CARMELO RIFICI

INTERVISTA AL REGISTA E DIRETTORE ARTISTICO DI LUGANOINSCENA

Carmelo Rifici

"Maestro, facili Cassandre evocano da sempre la morte del Teatro... come immagina il futuro del Teatro"

"Immaginare il futuro del Teatro, qualunque esso sia, è quasi impossibile. Un'ipotesi potrebbe essere quella di un ritorno ad un Teatro ricentrato sulla figura dell’attore, un Teatro più povero di mezzi, ma più umano. Questo ritorno comporta una responsabilità maggiore dell’attore stesso. Ultimamente, a parte qualche notevole eccezione, noto che la crisi economica ha reso ancora più fragile un ruolo già di per sé poco strutturato.

Il Teatro è soggetto a morte o a trasformazione come qualunque altra cosa, ma il bisogno innato dell’uomo di raccontarsi e, attraverso forme artistiche, di lasciare traccia di sé, non può morire. Nell’immediato futuro penso ci sarà bisogno di un ritorno all’ordine, siamo tutti stanchi di vedere sui palcoscenici qualunque cosa, fatta in qualunque modo. Mi auguro che un ritorno all’ordine non significhi un ritorno al vecchio, al convenzionale, ma una ritrovata consapevolezza del ruolo dell’artista nella società: un artista che si occupi di contenuto e non di forma, dove la commistione tra le diverse discipline artistiche produca senso e non tendenza o moda. Una cosa è certa, il Teatro rispecchia l’inquietudine dei tempi, troverà anche in futuro il suo modo per rispecchiarla."

"Cos'è per Lei il Teatro?"

"Il Teatro per me è uno strumento di conoscenza, uno strumento di indagine della società attraverso il testo, la drammaturgia e la varie connessioni che si possono creare tra la parola e la realtà che essa evoca. E’ uno strumento per capire il presente, recuperare il passato (fin dove è possibile) e fare qualche piccola ipotesi sul futuro. Il Teatro però è anche uno spazio in cui si compie un rito, che ha delle regole che se bene usate aprono strani canali. E’ il luogo del sogno e del mistero. E’ lo spazio dove l’uomo può dare concretezza al proprio bisogno di mistero. In ultimo, il Teatro è stato e resta una microcomunità, fatta di affetti, relazioni, legami e inevitabili separazioni"

"Quale consiglio darebbe ad un giovane attore o attrice?"

[Annotazioni di segmentazione]
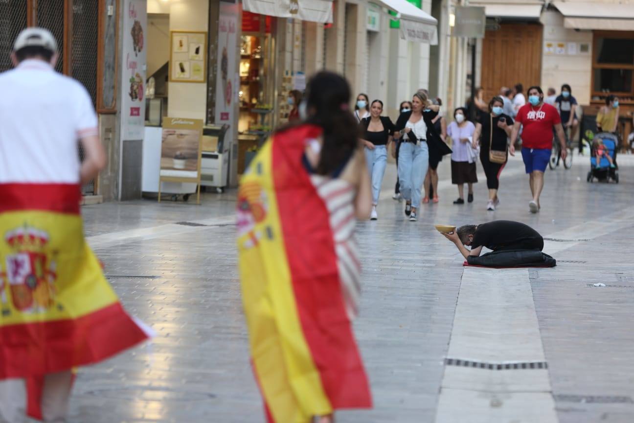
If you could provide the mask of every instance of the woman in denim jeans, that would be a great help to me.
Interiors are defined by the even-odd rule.
[[[417,91],[411,100],[411,111],[401,113],[396,121],[394,138],[401,138],[399,152],[399,180],[401,195],[405,198],[405,215],[410,221],[416,221],[417,211],[420,204],[420,190],[429,166],[429,142],[440,140],[432,120],[438,114],[440,107],[430,103],[427,94]],[[451,152],[444,143],[435,145],[440,155]]]
[[[361,127],[365,144],[365,158],[368,171],[372,180],[372,211],[370,220],[377,220],[377,205],[381,191],[383,175],[387,163],[387,146],[392,142],[394,124],[390,118],[381,116],[383,102],[379,100],[372,101],[370,116],[362,119]]]

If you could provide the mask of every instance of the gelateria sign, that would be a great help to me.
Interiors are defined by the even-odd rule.
[[[332,0],[243,0],[242,7],[253,13],[278,18],[332,22]]]

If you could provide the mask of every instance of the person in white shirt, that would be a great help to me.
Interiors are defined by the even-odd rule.
[[[517,112],[524,105],[526,104],[526,98],[522,92],[524,86],[521,84],[516,84],[513,88],[513,117],[517,115]]]
[[[510,95],[511,90],[508,87],[502,87],[500,89],[500,98],[504,101],[504,114],[507,116],[513,115],[513,102],[508,98]],[[488,110],[488,109],[487,109]]]
[[[555,105],[555,100],[557,99],[557,91],[552,87],[548,88],[548,96],[544,99],[544,103],[550,104],[551,106]]]
[[[55,72],[48,30],[23,30],[11,58],[0,74],[0,266],[10,270],[10,289],[0,278],[0,422],[66,421],[72,370],[148,336],[84,238],[80,183],[106,162],[90,96]]]

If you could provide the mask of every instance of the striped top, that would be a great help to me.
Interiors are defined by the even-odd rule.
[[[361,263],[354,239],[356,219],[354,201],[356,190],[350,183],[337,178],[313,174],[311,181],[330,214],[346,311],[348,317],[353,319],[358,311],[361,294]]]

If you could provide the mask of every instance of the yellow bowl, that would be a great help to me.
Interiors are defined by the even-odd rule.
[[[435,225],[436,230],[443,233],[450,233],[456,230],[456,227],[450,225]]]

Consegna.
Scrivi il seguito dell'intervista a Carmelo Rifici, cominciando subito dopo l'ultima domanda riportata.

Risultato.
"Il problema dell’attore oggi è la sua facile sostituzione. I giovani attori si assomigliano troppo, sono tutti molto carini, superficialmente preparati, molto generosi, ma poco profondi. Io consiglio loro uno studio più rigoroso delle proprie potenzialità, per distinguersi, per essere più pericolosi. Su un piano tecnico noto che i giovani attori non sanno usare il respiro, non sanno dove respirare e quanto respiro devono prendere tra una parola e l’altra, questo li rende fragili e piccoli. Equivocano facilmente la forza nervosa con l’energia e hanno poca consapevolezza del loro corpo: lo sfruttano come se fosse uno strumento slegato da loro stessi. “Stare” nel proprio corpo significa recuperare respiro, dinamica e tempo. Gli attori tendono alla velocità non al tempo, sono frastornati dal doppiaggio cinematografico, dalla cattiva televisione, hanno i tempi dell’intrattenimento, pensano che il testo sia una chiacchierata intorno al comportamento dei personaggi, non un agglomerato di parole, punteggiatura e spazi bianchi da penetrare, da esplorare con sensibilità, cultura, curiosità verso ciò che non conoscono. Spesso noto che i loro riferimenti li trovano negli attori del cinema americano, che sono lontani mille miglia dalla nostra cultura. Il problema nasce dalla mancata eredità, i nostri predecessori sono stati e restano dei grandi riferimenti, ma sono stati avari nel regalare qualcosa di loro alle nuove generazioni. Il lavoro dei giovani è estremamente più duro, devono inventarsi una identità perché nessuno ha lasciato loro la giusta eredità"

"Attraversiamo un momento di profondissima crisi sociale prima ancora che politica ed economica...quali a Suo avviso le cause e quali le possibili soluzioni?"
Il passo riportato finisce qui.